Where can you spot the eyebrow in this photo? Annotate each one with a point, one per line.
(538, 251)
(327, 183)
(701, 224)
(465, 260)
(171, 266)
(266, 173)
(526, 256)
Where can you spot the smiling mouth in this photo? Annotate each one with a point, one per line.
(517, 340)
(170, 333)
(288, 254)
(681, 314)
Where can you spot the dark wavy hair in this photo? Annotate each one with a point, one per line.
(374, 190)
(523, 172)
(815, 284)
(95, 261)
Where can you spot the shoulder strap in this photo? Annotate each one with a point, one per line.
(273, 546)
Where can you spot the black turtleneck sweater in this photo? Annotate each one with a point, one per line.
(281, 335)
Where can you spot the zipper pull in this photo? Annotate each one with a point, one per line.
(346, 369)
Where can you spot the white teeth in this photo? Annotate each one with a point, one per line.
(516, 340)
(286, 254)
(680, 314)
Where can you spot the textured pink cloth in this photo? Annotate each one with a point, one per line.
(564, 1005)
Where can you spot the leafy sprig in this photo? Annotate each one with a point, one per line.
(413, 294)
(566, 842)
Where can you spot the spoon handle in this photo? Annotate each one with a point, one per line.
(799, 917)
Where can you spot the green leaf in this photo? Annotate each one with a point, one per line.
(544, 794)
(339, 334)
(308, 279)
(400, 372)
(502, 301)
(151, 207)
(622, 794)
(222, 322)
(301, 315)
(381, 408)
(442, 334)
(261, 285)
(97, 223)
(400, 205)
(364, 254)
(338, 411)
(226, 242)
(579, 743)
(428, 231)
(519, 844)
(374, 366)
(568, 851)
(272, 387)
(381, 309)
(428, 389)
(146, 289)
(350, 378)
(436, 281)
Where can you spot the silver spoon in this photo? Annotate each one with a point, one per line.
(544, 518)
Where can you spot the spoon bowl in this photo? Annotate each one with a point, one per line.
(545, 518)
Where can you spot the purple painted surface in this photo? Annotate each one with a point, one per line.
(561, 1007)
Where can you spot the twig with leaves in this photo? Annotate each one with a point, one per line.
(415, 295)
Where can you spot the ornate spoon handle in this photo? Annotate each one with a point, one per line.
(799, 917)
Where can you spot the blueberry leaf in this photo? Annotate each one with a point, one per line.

TO BE DONE - Rewrite every record above, changing "Annotate" to "Mark" wherever it appears and keeping everything else identical.

OUTPUT FOR THIS TASK -
Where can you spot the eyebrow in this photo? Mark each one with a point, one per line.
(538, 251)
(327, 183)
(701, 224)
(465, 260)
(171, 266)
(266, 173)
(526, 256)
Where can you spot the smiling mouth in this photo? Mark each one with a point, one per line.
(517, 340)
(170, 333)
(288, 254)
(681, 314)
Where can you spot the dark wavy hair in this photo? Mark each one with a point, one per line.
(374, 190)
(523, 172)
(815, 284)
(95, 261)
Where can you spot the shoulder strap in this photo? Mark each one with a point, one per line.
(273, 546)
Where can you spot the black turtleneck sweater in this photo? Mark each one with a point, one per line.
(281, 335)
Where can you spot the zipper pull in this photo? Mark each one with a point, one per line.
(346, 369)
Where can you spot the white teeth in this photo? Mark each one with a point, one per line.
(516, 340)
(286, 254)
(680, 314)
Where can you spot the textured pink cloth in this photo? Mark each one with a point, one per line.
(564, 1005)
Where can you spot the leafy sprig in this photo? Mark each one with a point, one per line.
(413, 294)
(566, 842)
Where can you spot the spoon handle in this photo? Mark each one with a point, one per line.
(799, 917)
Where can you spot the green leaf in this photo? Mark each one with a point, one per line.
(544, 794)
(339, 334)
(308, 279)
(400, 372)
(502, 301)
(151, 207)
(622, 794)
(222, 322)
(301, 315)
(381, 408)
(442, 334)
(261, 285)
(97, 223)
(400, 205)
(364, 254)
(338, 411)
(226, 242)
(579, 743)
(428, 231)
(519, 844)
(374, 366)
(568, 851)
(272, 387)
(381, 309)
(428, 389)
(146, 289)
(350, 378)
(436, 281)
Where can you spot the silver spoon in this photo? Mark each one with a point, one per line.
(544, 518)
Where can you spot the spoon bowl in this photo? Mark each one with a point, one per line.
(545, 518)
Where can you spot the purple painted surface in this photo? Mark each one with a point, one per line.
(561, 1007)
Where can you spot the twig with leaves in this photo? Mark each one with a point, one per line.
(415, 295)
Where can you spot the ornate spoon handle in this photo? Mark each one with a point, one per line.
(799, 917)
Where can you spot the blueberry leaf in this photo? Mark each one with a point, one per line.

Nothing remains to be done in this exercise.